DIRECTIVE = Reproduce all of the rows below, replacing every occurrence of "Run inference with query" with "Locate the following target" and keeping everything else unchanged.

─── EXTRACTED RECORDS

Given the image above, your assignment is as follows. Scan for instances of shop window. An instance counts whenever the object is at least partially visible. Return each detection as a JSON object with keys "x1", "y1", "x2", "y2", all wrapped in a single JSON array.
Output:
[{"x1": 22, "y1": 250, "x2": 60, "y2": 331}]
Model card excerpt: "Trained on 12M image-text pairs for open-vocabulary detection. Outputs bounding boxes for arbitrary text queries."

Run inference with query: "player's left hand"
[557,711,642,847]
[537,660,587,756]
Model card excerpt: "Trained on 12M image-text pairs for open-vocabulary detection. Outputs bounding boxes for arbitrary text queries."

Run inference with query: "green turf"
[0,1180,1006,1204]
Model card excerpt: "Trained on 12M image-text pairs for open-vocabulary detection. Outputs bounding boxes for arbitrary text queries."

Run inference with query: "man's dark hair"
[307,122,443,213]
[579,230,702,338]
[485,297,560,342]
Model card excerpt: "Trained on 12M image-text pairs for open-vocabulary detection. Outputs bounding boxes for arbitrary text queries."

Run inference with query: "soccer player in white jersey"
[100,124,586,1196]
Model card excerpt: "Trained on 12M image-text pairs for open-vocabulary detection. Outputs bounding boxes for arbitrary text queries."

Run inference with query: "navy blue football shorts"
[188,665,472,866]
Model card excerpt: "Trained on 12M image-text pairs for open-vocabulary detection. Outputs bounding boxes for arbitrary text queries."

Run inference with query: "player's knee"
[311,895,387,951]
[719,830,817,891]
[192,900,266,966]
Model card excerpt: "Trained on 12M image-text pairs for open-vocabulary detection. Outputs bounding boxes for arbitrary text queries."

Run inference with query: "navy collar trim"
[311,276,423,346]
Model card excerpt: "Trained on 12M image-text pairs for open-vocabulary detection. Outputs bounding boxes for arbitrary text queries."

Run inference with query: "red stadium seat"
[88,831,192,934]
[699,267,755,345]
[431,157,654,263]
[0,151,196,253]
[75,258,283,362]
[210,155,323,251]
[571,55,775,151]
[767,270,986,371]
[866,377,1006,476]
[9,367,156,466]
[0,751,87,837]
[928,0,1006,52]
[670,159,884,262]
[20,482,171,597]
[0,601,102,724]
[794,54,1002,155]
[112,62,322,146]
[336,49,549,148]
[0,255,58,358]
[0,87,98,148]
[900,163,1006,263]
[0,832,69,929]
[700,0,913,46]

──────

WRITTEN REPLY =
Given the image above, your assignment is as follows. Scan for instances of shop window. An instance counts whenever the object is at least partially visible. Return each detection as a JSON object with keys "x1", "y1", "x2", "y2", all wrapped in a single JSON array.
Output:
[{"x1": 22, "y1": 250, "x2": 60, "y2": 331}]
Model card excerpt: "Trained on 12M image-text pairs for open-vocabulary detection. Outputs bounding boxes for arbitrary text queries."

Locate the following target: "player's left hand"
[557,711,642,847]
[537,660,587,756]
Model card excerpt: "Trained on 12M image-text pairs for open-vocabulary detection. Outputs bounding boxes for arbitrary text queries."

Locate the following target: "green turf"
[0,1180,1006,1204]
Model card excerpt: "Trained on 12M image-text pairs for open-vocabulary detection. Outputs bounding boxes for arbitrary text queries."

Locate the following target: "man's dark hair"
[307,122,443,213]
[579,230,702,338]
[485,297,560,342]
Model card excerpt: "Trained on 12M image-text pairs for open-vocabulary detection. Outputs bounding boxes for arbitrary text queries."

Locate the following target: "soccer player in white jersey"
[100,124,586,1196]
Model card excerpt: "Trained on 12M image-text pairs for open-vocabulary detection. Outputs bounding boxes for arbitrary text queries."

Locate the following target: "navy blue football shorts"
[188,665,472,866]
Model card excerpt: "Trained on 12M image-text pairs for open-vocabulary detection. Outputs bounding boxes for arbitrary text queries."

Locate the following target: "player's knee"
[311,895,387,951]
[719,830,817,891]
[192,900,266,966]
Model card excerpt: "Trained on 12M image-text pairs for open-vocabulary detection. Outputs bounding boxes for arbitrary text queries."

Locate the following target: "navy collar trim"
[311,276,423,346]
Model card excerpt: "Trained on 12M image-text pairs for open-vocabulary detection. Outputs bounding boxes for arbitrary text queries."

Locate the following target: "red stadium seat"
[88,831,192,934]
[699,267,755,345]
[431,157,654,263]
[0,151,196,253]
[75,258,283,362]
[210,155,323,251]
[571,55,775,151]
[767,270,986,371]
[866,377,1006,476]
[9,367,156,466]
[0,751,87,837]
[928,0,1006,52]
[670,159,884,262]
[20,482,171,597]
[0,601,102,724]
[794,54,1002,155]
[112,62,322,146]
[336,49,549,148]
[0,255,58,358]
[0,87,98,148]
[900,163,1006,263]
[0,832,69,929]
[700,0,913,46]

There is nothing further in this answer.